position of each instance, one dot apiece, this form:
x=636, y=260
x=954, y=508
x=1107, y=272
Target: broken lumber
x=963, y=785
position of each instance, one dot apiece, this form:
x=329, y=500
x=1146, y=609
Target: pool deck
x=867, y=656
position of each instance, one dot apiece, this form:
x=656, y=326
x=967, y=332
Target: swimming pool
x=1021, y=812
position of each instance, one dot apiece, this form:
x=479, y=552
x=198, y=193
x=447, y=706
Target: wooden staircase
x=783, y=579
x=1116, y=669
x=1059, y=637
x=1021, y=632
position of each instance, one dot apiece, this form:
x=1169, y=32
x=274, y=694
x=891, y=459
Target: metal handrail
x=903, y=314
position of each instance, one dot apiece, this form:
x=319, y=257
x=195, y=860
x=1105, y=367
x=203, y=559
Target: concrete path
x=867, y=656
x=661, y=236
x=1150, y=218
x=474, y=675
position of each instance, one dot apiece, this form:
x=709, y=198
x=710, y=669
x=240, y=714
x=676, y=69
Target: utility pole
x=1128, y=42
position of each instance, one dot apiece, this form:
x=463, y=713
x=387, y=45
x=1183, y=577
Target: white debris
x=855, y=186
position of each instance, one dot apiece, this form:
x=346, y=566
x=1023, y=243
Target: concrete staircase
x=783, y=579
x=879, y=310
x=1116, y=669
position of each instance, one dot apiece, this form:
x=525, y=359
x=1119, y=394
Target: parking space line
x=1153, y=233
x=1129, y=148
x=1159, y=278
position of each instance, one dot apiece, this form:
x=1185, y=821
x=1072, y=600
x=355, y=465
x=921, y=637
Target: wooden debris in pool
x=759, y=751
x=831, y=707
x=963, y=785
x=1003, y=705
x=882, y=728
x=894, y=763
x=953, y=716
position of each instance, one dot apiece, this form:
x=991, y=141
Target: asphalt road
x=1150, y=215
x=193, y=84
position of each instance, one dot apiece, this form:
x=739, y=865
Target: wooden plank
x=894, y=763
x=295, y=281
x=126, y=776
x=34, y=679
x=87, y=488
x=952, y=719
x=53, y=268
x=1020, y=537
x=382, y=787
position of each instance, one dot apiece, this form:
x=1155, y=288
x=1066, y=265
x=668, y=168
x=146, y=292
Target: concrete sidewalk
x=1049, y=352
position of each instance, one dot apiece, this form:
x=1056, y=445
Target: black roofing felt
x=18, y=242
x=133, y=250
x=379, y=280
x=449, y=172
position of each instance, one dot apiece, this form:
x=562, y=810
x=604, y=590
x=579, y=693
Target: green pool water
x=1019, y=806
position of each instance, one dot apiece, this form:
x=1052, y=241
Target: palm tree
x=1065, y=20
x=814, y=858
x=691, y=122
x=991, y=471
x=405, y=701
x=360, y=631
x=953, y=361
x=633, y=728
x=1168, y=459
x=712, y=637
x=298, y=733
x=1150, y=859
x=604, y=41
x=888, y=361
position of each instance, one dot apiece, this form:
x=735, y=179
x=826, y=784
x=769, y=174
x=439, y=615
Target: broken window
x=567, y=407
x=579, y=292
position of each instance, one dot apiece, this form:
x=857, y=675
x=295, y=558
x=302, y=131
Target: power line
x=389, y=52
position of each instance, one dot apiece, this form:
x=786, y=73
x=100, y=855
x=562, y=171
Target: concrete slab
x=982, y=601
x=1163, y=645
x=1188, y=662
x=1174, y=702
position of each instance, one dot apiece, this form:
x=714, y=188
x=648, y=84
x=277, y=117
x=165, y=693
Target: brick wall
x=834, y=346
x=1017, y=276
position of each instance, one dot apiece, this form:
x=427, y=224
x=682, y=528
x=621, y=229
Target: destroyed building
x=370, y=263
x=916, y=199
========================================================================
#### [PROBLEM]
Output the listing once more. Leave each word as it stands.

#### [SOLUTION TO THIS TASK]
position of each instance, one dot apiece, this form:
x=636, y=260
x=954, y=508
x=1107, y=272
Target: broken lumber
x=963, y=785
position of each instance, one dot apiece, this form:
x=329, y=500
x=1146, y=609
Target: pool deck
x=867, y=656
position of each instance, one dot apiece, this form:
x=656, y=326
x=967, y=332
Target: swimming pool
x=1021, y=812
position of each instance, one dot apiece, this form:
x=479, y=552
x=198, y=193
x=447, y=706
Target: wooden staircase
x=783, y=579
x=1116, y=669
x=1059, y=637
x=1021, y=632
position of each instance, one dot apiece, this form:
x=1169, y=32
x=274, y=694
x=891, y=459
Target: metal handrail
x=903, y=314
position of each instance, one dot apiece, this form:
x=319, y=257
x=195, y=860
x=1105, y=367
x=203, y=559
Target: concrete path
x=867, y=656
x=661, y=236
x=1150, y=218
x=474, y=675
position of each instance, one dot apiece, this form:
x=709, y=198
x=710, y=669
x=240, y=714
x=676, y=69
Target: utility pole
x=1128, y=42
position of each instance, one dot apiece, this form:
x=463, y=713
x=387, y=45
x=1183, y=577
Target: white debris
x=855, y=186
position of each instance, one dot apiece, this form:
x=346, y=566
x=1023, y=243
Target: concrete staircase
x=783, y=579
x=879, y=310
x=1116, y=669
position of each instance, one dot apiece, this form:
x=525, y=359
x=1119, y=394
Target: parking space line
x=1153, y=233
x=1129, y=148
x=1159, y=278
position of each instance, one dot apiece, this form:
x=1185, y=821
x=1072, y=600
x=355, y=465
x=921, y=637
Target: wooden debris in pool
x=759, y=751
x=831, y=707
x=963, y=785
x=1003, y=705
x=882, y=728
x=894, y=763
x=953, y=716
position of each instance, one dot apiece, this form:
x=991, y=141
Target: asphalt road
x=1150, y=215
x=193, y=84
position of each instance, one dot apiece, this form:
x=739, y=865
Target: wooden plank
x=894, y=763
x=295, y=281
x=126, y=776
x=34, y=679
x=87, y=488
x=952, y=719
x=53, y=268
x=1020, y=537
x=382, y=787
position of each instance, one dot apiece, this form:
x=1155, y=288
x=1066, y=265
x=668, y=168
x=146, y=292
Target: concrete sidewalk
x=1049, y=352
position of each instance, one dot apiece, this form:
x=1056, y=445
Target: black roofing felt
x=18, y=242
x=133, y=250
x=379, y=280
x=449, y=172
position of each instance, one dot apiece, this form:
x=562, y=810
x=604, y=590
x=579, y=693
Target: green pool water
x=1019, y=806
position of each instance, one dot apiece, this form:
x=1052, y=241
Target: palm tree
x=1065, y=20
x=814, y=858
x=691, y=122
x=991, y=471
x=405, y=701
x=360, y=631
x=953, y=361
x=633, y=728
x=1168, y=459
x=712, y=637
x=298, y=733
x=1150, y=859
x=604, y=41
x=888, y=361
position of each instance, one dot apiece, this form:
x=735, y=179
x=826, y=784
x=769, y=174
x=439, y=615
Target: broken window
x=567, y=407
x=579, y=292
position of each instance, one dot apiece, this form:
x=857, y=675
x=295, y=558
x=302, y=131
Target: power line
x=389, y=52
position of each instance, one dot apiece, this form:
x=786, y=73
x=100, y=855
x=562, y=171
Target: concrete slab
x=982, y=601
x=1163, y=645
x=1188, y=662
x=1174, y=702
position of each instance, one dot apiece, this form:
x=714, y=188
x=648, y=84
x=277, y=117
x=165, y=693
Target: brick wall
x=834, y=346
x=1017, y=276
position of each instance, one dot apiece, this form:
x=427, y=224
x=682, y=528
x=621, y=229
Target: destroyed building
x=370, y=263
x=916, y=199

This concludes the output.